Somewhere below is a line with "station with a point in the photo above." and, later, a line with "frame with a point in the photo above."; repeat those two lines and all the lines between them, exactly as they are.
-- Supplied records follows --
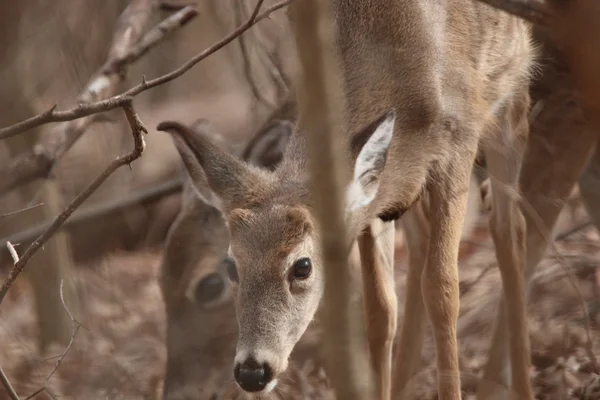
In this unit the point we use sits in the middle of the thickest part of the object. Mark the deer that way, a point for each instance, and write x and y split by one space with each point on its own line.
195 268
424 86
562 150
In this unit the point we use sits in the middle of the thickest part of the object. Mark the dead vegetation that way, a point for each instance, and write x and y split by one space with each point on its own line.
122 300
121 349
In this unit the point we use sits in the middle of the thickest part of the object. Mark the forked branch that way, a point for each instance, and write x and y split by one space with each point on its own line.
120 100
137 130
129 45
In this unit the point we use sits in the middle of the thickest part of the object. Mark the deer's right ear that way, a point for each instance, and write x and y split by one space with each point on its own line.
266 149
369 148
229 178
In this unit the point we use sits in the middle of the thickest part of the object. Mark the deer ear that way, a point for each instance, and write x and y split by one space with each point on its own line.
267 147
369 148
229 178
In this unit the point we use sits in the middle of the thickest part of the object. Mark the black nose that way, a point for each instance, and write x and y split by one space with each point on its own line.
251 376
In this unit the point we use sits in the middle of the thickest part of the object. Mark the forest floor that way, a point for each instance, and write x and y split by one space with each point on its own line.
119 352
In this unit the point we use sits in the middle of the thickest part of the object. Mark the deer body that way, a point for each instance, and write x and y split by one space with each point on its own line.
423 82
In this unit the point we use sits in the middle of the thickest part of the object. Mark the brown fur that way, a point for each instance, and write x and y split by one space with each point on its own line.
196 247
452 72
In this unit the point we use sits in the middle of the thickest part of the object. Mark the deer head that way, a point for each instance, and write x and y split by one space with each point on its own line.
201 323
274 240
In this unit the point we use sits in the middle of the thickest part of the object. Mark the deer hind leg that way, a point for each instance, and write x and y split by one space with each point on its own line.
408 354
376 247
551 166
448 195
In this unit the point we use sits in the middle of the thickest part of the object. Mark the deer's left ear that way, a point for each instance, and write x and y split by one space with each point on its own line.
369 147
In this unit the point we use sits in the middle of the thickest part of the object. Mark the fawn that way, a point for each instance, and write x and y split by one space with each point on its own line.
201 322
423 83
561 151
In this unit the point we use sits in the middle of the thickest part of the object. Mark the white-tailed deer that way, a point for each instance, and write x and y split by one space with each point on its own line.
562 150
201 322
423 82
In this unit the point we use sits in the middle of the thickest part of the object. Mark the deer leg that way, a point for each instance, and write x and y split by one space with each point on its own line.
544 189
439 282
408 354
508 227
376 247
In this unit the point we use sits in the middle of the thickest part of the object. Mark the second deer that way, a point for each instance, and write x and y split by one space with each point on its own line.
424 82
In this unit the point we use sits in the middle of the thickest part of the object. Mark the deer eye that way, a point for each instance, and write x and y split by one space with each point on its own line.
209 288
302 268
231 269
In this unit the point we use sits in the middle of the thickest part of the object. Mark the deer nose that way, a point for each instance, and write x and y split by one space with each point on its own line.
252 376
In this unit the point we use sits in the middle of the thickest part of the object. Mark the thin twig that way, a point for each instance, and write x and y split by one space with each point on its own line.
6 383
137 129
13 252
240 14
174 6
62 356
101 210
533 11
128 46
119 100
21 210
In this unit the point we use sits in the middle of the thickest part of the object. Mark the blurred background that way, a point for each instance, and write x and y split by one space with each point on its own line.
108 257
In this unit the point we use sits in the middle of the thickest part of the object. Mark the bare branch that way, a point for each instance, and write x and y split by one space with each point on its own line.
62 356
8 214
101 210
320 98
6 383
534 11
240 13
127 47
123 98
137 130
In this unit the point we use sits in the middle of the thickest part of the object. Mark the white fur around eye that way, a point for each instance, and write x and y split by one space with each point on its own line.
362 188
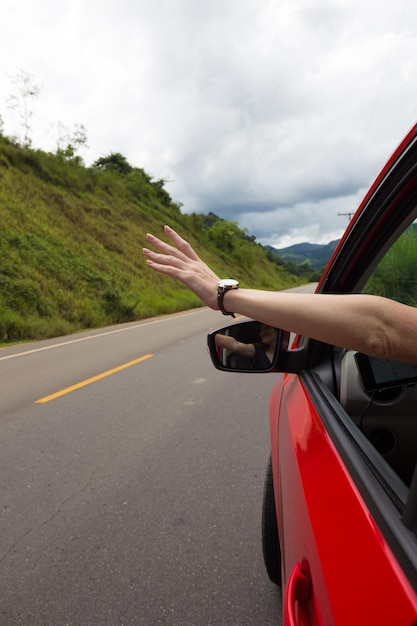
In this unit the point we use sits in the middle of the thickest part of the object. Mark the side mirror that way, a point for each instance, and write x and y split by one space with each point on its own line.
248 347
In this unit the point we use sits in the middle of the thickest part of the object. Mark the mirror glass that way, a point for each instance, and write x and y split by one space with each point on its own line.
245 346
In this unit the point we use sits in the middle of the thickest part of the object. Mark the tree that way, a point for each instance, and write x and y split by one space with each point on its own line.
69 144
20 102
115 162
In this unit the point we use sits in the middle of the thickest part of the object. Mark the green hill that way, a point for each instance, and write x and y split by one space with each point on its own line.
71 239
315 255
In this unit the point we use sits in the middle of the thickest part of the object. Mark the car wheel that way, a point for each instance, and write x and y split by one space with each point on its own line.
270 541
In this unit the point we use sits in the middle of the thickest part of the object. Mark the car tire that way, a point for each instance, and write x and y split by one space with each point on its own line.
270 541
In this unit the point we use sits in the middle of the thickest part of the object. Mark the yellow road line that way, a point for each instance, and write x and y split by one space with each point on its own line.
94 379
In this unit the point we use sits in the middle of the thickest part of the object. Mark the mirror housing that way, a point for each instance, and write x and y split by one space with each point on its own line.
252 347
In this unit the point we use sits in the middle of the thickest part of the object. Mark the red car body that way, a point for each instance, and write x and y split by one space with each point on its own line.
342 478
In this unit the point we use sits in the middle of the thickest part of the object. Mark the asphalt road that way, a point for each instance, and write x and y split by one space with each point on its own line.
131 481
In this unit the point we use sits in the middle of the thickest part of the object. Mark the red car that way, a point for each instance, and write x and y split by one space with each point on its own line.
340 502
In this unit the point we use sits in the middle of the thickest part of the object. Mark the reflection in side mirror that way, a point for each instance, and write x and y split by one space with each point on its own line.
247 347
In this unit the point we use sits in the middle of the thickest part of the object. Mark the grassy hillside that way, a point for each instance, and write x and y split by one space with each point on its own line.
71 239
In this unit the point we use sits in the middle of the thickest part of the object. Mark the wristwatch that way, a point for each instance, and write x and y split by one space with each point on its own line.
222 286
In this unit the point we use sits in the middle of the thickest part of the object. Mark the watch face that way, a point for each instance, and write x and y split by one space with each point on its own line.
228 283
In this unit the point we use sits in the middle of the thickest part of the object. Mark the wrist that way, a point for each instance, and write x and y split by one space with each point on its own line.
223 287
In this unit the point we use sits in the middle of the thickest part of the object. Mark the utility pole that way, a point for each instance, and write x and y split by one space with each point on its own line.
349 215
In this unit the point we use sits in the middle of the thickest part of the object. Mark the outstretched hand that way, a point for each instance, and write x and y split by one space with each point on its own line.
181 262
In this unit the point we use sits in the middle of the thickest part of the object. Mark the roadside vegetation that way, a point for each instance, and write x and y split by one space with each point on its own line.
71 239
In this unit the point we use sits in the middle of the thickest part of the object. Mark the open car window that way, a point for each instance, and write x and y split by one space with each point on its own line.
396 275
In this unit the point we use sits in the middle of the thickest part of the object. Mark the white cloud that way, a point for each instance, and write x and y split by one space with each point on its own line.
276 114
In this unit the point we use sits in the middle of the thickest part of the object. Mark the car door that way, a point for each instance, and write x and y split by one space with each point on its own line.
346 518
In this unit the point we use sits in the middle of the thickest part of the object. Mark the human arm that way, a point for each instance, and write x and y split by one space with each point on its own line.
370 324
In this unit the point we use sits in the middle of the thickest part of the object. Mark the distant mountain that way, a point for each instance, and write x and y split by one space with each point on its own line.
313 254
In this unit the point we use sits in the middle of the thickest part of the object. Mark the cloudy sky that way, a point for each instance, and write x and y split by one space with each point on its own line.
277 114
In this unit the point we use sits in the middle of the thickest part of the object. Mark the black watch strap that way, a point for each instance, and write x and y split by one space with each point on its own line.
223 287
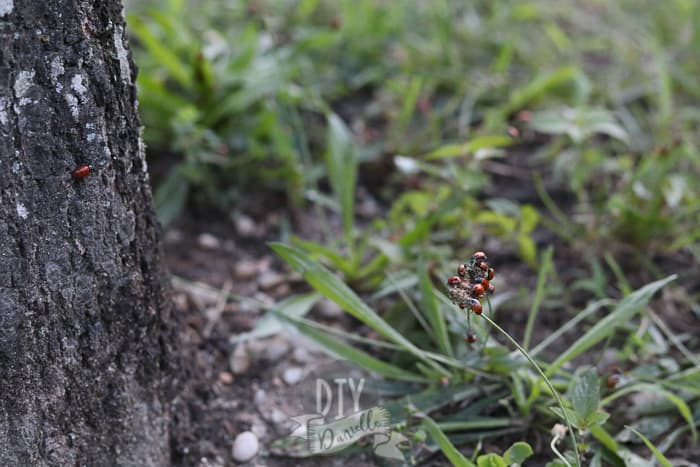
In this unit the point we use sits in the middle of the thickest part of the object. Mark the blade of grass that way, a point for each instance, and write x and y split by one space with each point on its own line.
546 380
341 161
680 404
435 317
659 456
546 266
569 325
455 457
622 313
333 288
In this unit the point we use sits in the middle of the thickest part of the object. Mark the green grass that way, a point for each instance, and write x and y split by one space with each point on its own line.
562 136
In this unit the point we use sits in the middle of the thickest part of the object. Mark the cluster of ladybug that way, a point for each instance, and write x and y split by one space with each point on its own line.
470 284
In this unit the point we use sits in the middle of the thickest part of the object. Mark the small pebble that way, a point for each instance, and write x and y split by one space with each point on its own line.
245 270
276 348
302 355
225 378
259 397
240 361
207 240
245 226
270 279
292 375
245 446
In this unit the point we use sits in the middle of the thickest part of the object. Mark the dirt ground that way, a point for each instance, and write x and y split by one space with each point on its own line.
-- Supplied records concluded --
-- Supplied records follows --
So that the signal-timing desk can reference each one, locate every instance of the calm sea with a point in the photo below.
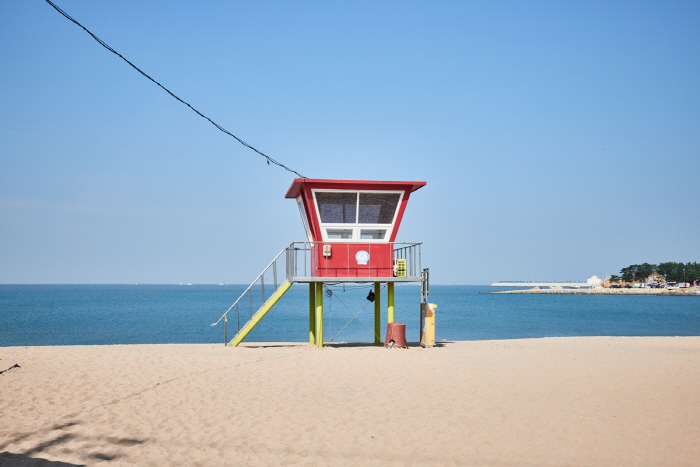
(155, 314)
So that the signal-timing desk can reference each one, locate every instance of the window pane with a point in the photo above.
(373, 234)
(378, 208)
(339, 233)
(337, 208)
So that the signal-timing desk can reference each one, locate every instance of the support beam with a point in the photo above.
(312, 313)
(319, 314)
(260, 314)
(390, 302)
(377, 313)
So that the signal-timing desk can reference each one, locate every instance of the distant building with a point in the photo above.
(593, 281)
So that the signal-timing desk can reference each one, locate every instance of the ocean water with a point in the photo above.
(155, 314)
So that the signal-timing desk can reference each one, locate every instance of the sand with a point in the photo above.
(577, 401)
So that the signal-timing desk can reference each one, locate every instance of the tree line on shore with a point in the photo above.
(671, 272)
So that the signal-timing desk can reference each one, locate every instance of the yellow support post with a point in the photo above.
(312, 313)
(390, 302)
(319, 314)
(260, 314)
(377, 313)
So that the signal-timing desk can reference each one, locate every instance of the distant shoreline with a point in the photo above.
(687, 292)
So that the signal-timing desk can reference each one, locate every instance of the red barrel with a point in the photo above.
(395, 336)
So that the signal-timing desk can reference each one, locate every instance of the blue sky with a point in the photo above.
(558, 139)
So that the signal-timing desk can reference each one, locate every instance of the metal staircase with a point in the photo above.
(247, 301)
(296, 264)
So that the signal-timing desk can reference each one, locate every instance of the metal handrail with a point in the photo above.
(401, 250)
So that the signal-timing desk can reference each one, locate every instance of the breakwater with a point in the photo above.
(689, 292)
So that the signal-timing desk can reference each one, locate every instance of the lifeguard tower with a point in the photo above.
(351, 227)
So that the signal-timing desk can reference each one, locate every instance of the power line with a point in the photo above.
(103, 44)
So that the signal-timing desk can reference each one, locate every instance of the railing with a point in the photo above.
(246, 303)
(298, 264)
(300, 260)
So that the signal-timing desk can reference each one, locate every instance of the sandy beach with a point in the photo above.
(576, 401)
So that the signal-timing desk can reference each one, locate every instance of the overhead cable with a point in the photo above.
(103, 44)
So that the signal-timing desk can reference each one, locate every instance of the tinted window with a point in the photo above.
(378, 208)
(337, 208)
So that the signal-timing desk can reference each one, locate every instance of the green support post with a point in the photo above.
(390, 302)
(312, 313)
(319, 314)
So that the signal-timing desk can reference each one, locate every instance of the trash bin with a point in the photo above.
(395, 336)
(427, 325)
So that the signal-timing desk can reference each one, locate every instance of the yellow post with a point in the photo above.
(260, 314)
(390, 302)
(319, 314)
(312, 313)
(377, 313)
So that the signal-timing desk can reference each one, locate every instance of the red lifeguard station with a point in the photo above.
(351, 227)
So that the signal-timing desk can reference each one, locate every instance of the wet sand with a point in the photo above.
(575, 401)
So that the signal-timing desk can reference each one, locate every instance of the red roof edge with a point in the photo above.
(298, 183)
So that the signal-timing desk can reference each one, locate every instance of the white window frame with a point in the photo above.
-- Supplied records concluded --
[Response below]:
So that the signal-timing desk can reference each one, locate every instance of the red lifeguard station with a point in the photo above.
(351, 227)
So that the signal-timing desk can reference each one, locate every instance of the wet sand with a point in the photo above.
(575, 401)
So that the signal-timing desk can reference each one, locate every instance of the red roof edge with a point in the photo above.
(298, 183)
So that the signal-timing desk can reference each one, locate every instance of the white window frame with a point in the photo above.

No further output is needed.